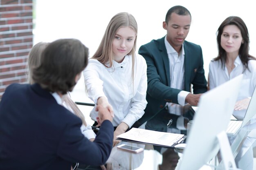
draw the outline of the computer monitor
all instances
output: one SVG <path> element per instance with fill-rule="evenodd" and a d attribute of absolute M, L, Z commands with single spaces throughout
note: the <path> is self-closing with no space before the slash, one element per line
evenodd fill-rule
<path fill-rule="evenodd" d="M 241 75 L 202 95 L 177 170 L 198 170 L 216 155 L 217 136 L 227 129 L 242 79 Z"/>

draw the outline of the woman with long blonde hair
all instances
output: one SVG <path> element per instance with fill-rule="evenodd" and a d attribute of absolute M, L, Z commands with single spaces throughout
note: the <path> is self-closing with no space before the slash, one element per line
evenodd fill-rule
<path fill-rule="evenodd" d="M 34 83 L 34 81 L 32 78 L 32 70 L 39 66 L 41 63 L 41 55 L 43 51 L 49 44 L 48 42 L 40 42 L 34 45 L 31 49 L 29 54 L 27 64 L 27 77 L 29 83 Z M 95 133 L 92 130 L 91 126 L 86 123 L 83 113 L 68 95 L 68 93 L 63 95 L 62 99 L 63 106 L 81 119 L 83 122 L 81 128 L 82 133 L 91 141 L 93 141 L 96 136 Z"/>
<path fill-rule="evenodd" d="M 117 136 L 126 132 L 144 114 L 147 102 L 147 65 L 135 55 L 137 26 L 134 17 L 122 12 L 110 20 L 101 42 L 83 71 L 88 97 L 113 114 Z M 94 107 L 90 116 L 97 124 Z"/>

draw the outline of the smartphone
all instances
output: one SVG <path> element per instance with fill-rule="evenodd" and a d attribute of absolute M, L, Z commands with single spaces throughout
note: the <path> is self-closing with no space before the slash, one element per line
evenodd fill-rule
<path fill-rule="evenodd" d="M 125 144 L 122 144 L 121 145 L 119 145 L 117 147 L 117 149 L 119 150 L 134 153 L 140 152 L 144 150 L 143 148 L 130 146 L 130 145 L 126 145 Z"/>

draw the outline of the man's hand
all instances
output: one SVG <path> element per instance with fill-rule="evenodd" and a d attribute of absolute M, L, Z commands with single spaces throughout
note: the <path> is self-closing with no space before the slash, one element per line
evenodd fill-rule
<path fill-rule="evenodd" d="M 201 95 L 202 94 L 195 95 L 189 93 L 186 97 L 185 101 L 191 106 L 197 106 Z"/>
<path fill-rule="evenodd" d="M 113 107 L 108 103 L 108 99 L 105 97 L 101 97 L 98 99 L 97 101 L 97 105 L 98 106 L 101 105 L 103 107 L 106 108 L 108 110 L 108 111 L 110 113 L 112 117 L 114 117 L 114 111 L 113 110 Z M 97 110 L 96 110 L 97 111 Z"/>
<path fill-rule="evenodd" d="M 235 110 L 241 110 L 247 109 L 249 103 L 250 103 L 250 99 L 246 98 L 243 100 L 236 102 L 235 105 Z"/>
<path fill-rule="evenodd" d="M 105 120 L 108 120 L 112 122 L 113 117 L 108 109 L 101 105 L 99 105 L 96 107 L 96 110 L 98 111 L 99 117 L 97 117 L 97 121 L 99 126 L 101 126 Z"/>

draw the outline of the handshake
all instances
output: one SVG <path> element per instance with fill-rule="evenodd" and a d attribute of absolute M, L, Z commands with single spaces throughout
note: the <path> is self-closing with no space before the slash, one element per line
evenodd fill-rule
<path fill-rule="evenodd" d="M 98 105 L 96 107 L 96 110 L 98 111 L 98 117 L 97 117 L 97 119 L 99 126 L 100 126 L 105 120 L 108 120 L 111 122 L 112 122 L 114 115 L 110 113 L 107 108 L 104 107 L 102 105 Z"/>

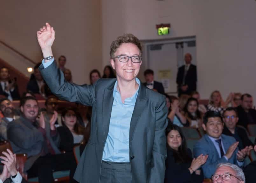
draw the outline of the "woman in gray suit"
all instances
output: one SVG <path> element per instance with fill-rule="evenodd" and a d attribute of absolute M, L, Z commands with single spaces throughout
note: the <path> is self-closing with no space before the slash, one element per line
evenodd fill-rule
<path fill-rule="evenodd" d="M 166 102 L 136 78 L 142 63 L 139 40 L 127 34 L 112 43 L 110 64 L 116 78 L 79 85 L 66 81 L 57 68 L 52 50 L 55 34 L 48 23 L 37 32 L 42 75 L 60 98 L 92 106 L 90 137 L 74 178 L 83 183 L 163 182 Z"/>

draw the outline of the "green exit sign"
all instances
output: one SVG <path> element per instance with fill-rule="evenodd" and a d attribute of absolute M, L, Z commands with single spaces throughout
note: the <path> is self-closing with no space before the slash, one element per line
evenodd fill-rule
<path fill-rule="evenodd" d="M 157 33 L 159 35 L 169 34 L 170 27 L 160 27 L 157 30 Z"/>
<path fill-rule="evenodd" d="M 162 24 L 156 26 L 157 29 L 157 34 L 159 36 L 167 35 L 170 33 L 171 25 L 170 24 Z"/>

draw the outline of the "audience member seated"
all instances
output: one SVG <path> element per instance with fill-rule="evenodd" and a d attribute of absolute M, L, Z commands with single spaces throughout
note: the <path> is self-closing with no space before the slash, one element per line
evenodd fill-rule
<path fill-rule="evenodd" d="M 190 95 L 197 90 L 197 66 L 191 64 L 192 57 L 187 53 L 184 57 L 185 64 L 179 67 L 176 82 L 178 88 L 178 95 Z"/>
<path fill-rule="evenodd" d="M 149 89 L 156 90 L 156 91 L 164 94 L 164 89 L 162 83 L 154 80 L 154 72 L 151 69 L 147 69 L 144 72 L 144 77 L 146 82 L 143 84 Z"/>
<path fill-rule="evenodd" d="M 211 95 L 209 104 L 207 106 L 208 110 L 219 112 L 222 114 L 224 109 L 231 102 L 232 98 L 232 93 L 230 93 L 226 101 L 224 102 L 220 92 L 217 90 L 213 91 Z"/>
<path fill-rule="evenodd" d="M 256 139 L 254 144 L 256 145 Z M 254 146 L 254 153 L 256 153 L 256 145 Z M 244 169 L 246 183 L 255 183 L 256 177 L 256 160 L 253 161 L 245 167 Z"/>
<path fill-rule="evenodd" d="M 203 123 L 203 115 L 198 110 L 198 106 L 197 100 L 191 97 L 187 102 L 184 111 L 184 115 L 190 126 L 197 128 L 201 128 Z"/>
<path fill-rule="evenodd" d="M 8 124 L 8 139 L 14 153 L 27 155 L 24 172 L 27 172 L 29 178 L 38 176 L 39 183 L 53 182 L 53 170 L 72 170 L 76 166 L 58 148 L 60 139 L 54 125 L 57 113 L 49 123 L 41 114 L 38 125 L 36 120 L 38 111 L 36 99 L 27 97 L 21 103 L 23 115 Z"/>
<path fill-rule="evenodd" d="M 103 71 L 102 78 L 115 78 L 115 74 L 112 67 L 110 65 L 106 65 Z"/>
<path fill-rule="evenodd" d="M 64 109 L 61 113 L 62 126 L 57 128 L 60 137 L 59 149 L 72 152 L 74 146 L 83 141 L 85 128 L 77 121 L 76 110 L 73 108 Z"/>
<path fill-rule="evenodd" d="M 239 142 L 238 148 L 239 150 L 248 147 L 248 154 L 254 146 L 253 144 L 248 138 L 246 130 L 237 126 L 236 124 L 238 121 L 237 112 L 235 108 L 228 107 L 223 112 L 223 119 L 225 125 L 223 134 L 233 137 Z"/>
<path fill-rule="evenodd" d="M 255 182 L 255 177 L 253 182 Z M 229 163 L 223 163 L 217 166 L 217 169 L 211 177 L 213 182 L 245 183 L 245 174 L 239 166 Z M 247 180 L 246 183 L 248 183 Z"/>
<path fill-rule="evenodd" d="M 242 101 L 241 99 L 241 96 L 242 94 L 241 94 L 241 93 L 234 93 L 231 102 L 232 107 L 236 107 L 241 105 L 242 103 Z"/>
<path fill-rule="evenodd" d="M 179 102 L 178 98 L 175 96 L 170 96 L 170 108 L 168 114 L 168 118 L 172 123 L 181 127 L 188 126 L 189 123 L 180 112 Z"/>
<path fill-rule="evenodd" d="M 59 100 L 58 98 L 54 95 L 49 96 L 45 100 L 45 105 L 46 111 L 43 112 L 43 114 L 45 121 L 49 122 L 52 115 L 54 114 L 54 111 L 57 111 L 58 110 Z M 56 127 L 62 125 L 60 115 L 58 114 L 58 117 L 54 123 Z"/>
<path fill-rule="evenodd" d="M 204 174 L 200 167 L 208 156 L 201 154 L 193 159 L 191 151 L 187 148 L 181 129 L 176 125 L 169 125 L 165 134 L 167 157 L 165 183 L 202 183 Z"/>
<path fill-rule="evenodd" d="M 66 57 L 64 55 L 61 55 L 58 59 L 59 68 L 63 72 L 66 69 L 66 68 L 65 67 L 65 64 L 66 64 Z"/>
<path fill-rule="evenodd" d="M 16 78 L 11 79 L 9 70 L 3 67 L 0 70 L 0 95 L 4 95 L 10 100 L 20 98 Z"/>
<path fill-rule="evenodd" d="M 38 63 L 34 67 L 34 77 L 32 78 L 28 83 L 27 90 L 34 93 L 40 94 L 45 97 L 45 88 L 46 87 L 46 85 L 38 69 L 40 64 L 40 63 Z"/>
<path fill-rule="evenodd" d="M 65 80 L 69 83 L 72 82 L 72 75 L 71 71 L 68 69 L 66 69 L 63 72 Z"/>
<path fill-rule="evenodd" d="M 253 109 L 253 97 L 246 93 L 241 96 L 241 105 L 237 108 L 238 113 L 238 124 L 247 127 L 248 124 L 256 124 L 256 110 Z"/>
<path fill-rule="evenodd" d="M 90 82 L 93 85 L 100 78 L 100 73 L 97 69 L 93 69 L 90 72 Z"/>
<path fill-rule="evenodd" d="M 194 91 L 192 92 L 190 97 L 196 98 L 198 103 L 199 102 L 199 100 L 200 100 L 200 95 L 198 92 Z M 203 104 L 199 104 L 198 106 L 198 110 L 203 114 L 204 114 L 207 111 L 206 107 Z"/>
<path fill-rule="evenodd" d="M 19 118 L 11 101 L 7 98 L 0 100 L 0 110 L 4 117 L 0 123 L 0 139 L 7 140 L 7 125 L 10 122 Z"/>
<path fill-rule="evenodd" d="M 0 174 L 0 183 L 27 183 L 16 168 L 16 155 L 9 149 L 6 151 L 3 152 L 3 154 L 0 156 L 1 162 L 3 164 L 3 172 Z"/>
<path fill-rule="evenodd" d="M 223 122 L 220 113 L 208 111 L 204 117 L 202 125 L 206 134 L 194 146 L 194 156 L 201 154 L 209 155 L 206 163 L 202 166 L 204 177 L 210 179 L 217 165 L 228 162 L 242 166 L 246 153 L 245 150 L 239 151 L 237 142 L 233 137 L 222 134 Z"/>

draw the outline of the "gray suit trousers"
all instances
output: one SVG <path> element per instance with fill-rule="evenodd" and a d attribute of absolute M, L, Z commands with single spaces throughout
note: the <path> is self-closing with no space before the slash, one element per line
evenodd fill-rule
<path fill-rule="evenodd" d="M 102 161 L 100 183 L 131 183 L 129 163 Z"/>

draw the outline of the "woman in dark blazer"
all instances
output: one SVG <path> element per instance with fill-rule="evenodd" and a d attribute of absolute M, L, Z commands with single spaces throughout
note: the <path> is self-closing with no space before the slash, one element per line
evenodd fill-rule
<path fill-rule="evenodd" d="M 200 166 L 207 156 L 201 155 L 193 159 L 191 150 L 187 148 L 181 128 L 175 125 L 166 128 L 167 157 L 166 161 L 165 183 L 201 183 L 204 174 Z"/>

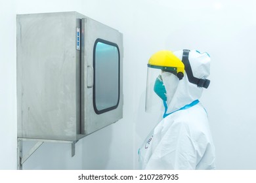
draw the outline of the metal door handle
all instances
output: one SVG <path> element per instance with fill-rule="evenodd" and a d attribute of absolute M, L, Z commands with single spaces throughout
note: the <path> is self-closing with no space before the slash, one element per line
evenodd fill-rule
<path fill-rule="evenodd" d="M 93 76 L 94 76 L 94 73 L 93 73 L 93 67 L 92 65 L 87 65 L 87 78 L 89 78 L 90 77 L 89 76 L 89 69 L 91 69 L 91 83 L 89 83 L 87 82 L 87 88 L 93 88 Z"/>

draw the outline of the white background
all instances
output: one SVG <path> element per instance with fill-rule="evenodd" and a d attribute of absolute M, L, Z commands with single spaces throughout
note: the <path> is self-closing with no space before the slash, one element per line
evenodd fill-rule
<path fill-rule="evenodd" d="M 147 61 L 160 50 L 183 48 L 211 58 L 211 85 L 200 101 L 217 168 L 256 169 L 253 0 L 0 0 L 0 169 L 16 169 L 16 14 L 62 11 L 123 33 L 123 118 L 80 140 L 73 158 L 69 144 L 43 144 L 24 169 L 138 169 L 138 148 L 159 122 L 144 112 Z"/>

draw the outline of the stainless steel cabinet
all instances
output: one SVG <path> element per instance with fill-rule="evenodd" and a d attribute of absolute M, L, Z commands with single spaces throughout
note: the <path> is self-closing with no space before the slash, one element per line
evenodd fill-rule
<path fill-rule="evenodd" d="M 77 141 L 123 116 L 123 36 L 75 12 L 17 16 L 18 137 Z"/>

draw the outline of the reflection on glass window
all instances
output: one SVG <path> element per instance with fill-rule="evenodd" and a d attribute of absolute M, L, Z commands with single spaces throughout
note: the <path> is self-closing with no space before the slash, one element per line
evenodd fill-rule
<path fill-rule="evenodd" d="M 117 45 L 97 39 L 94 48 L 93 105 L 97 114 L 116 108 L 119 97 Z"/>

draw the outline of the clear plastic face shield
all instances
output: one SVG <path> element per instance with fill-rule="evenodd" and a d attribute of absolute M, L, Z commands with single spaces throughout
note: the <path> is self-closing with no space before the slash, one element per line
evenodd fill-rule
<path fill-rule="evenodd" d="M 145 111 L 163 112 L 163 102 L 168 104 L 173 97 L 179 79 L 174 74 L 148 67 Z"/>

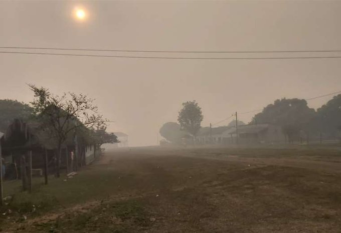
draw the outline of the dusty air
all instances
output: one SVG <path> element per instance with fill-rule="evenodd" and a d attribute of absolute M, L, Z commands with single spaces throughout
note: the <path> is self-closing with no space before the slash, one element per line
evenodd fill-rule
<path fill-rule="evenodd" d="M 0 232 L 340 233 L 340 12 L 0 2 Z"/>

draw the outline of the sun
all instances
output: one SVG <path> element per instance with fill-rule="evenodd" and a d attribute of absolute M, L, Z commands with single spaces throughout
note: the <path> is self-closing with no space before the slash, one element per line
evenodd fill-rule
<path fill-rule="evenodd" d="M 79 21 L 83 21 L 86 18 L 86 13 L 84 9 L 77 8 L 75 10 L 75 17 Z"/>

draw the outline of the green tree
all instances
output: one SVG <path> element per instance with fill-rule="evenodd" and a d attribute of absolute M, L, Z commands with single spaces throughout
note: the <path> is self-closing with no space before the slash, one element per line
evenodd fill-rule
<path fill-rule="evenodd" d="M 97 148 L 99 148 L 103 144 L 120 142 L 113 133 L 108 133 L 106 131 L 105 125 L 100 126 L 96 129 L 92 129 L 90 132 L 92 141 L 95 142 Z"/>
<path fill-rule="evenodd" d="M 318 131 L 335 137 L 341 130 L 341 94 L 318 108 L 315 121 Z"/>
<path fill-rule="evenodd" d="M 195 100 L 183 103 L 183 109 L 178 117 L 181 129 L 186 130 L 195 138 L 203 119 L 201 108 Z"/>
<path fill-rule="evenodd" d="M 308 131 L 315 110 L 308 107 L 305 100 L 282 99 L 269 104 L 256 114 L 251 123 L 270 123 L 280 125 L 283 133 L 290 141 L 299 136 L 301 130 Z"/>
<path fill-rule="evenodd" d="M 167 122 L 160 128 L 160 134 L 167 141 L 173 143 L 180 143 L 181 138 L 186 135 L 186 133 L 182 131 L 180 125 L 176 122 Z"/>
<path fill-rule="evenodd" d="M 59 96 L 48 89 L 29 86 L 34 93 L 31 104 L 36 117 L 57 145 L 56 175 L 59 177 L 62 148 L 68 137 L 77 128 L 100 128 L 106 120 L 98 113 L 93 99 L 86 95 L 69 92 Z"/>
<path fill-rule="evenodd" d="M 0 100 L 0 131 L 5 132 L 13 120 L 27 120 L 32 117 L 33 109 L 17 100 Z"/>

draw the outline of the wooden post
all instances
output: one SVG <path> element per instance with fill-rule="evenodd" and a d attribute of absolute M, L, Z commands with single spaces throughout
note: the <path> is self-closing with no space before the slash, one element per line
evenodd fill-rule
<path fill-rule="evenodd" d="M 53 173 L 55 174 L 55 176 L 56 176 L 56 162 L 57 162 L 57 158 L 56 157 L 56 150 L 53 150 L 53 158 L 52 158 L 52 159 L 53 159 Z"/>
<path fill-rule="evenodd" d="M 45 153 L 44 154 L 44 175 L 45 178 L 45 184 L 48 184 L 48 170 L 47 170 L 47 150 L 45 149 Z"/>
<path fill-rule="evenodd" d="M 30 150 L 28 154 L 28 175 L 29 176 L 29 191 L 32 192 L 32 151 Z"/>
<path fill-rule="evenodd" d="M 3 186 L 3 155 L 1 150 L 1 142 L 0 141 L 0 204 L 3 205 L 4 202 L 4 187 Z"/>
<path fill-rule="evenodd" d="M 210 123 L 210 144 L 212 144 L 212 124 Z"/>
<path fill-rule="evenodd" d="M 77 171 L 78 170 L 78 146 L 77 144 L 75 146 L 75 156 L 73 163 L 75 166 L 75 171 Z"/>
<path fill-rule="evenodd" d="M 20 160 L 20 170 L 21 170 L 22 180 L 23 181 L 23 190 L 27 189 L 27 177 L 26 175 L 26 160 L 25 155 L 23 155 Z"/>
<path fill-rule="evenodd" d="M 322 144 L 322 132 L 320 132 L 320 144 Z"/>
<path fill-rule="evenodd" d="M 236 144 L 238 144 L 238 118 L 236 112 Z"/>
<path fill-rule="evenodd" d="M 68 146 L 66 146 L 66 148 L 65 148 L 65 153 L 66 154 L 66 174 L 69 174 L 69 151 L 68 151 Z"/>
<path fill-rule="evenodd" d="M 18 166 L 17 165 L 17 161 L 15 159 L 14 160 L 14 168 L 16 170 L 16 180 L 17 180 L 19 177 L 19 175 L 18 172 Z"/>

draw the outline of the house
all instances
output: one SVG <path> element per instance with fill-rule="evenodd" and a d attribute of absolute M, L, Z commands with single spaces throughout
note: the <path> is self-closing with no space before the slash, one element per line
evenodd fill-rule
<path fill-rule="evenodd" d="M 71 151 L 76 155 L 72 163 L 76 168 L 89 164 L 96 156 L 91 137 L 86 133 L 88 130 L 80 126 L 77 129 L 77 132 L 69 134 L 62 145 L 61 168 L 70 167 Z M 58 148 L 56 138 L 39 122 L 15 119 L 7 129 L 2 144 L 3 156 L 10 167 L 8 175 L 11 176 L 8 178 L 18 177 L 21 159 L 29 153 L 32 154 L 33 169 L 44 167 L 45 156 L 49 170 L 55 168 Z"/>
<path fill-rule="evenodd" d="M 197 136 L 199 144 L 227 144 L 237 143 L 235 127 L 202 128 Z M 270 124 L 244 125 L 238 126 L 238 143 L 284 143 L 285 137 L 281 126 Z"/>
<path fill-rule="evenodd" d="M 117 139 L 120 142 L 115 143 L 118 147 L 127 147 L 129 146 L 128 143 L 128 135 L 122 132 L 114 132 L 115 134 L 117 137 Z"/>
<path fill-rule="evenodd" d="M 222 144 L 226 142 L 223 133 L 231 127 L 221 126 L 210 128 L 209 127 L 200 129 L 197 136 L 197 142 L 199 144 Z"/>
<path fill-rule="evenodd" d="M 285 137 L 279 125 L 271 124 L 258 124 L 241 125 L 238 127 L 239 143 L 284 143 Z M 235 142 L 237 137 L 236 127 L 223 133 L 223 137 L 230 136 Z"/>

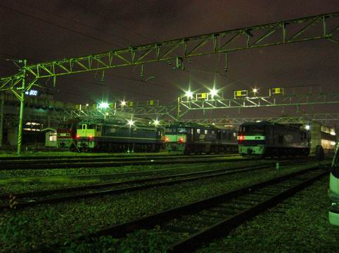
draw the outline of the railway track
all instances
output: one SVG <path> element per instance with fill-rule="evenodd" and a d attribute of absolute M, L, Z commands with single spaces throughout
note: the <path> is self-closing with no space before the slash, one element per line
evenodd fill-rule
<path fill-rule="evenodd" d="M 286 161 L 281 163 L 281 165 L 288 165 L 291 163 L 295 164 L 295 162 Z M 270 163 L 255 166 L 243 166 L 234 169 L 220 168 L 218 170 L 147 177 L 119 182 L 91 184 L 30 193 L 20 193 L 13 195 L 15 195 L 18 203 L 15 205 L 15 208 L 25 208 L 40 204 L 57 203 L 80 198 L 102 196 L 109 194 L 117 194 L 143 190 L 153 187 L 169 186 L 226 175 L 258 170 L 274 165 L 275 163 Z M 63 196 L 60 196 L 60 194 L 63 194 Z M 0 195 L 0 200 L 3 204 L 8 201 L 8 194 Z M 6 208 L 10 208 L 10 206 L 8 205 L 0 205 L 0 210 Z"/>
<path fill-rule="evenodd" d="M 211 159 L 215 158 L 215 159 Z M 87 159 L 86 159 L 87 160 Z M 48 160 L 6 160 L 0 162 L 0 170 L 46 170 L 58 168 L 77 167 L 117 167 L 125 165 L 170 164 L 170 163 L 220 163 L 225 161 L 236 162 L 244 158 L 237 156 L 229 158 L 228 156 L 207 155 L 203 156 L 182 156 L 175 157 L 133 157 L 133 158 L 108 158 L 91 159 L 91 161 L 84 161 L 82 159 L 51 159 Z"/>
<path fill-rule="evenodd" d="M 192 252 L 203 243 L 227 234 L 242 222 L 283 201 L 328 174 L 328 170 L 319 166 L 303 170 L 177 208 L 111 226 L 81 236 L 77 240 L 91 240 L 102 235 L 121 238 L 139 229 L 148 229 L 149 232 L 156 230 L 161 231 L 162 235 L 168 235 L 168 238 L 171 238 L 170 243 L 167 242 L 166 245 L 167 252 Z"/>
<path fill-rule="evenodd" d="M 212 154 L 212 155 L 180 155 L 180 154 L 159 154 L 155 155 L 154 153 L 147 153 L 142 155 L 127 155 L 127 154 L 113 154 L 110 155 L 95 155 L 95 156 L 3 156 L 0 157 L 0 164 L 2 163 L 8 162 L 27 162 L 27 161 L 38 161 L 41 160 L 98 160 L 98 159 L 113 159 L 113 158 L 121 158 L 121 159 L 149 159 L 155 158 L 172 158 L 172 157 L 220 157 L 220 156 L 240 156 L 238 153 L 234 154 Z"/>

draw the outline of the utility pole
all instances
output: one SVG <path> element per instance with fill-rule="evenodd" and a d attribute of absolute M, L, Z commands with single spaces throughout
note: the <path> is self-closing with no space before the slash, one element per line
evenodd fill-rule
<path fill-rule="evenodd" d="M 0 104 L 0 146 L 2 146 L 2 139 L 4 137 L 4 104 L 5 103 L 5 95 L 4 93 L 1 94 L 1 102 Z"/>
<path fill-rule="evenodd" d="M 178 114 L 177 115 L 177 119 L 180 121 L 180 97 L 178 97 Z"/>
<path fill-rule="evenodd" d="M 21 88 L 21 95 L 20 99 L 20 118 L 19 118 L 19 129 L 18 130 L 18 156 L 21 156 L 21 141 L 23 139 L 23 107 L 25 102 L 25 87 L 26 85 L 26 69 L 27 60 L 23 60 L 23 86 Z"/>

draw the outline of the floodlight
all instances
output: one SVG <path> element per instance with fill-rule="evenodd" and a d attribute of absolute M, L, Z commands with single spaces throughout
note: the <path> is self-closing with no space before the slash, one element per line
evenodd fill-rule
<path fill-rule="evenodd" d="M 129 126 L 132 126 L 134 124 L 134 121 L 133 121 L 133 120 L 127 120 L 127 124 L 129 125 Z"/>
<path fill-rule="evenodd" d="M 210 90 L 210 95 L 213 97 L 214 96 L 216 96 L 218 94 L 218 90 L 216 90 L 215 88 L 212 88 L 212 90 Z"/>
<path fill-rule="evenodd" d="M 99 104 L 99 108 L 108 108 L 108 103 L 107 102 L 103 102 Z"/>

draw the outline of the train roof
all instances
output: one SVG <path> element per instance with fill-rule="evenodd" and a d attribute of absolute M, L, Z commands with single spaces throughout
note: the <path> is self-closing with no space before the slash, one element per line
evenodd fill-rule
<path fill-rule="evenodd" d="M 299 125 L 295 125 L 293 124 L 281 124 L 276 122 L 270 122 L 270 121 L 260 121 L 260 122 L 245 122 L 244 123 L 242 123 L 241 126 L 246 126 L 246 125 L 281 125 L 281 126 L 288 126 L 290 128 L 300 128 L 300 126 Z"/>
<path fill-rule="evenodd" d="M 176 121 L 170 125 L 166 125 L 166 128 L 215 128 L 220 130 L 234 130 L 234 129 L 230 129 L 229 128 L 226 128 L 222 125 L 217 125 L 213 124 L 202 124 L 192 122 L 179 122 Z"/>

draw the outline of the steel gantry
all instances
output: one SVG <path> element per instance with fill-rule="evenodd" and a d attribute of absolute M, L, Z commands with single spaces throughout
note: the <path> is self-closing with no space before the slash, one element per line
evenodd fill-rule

→ Problem to work on:
Can you recast the data between the lines holding "draw the outline of the smartphone" and "125 144 L 122", inclusive, as a numbered list with any blank lines left out?

→ Answer for this exercise:
1. draw the outline of the smartphone
2. all instances
3. output: one SVG <path> element per instance with fill-rule="evenodd" and a d attribute of absolute M, L, Z commands with single spaces throughout
4. note: the <path> is self-closing with no space before the slash, one element per line
5. evenodd fill-rule
6. <path fill-rule="evenodd" d="M 125 144 L 122 144 L 121 145 L 119 145 L 117 147 L 117 149 L 119 150 L 134 153 L 140 152 L 144 150 L 143 148 L 130 146 L 130 145 L 126 145 Z"/>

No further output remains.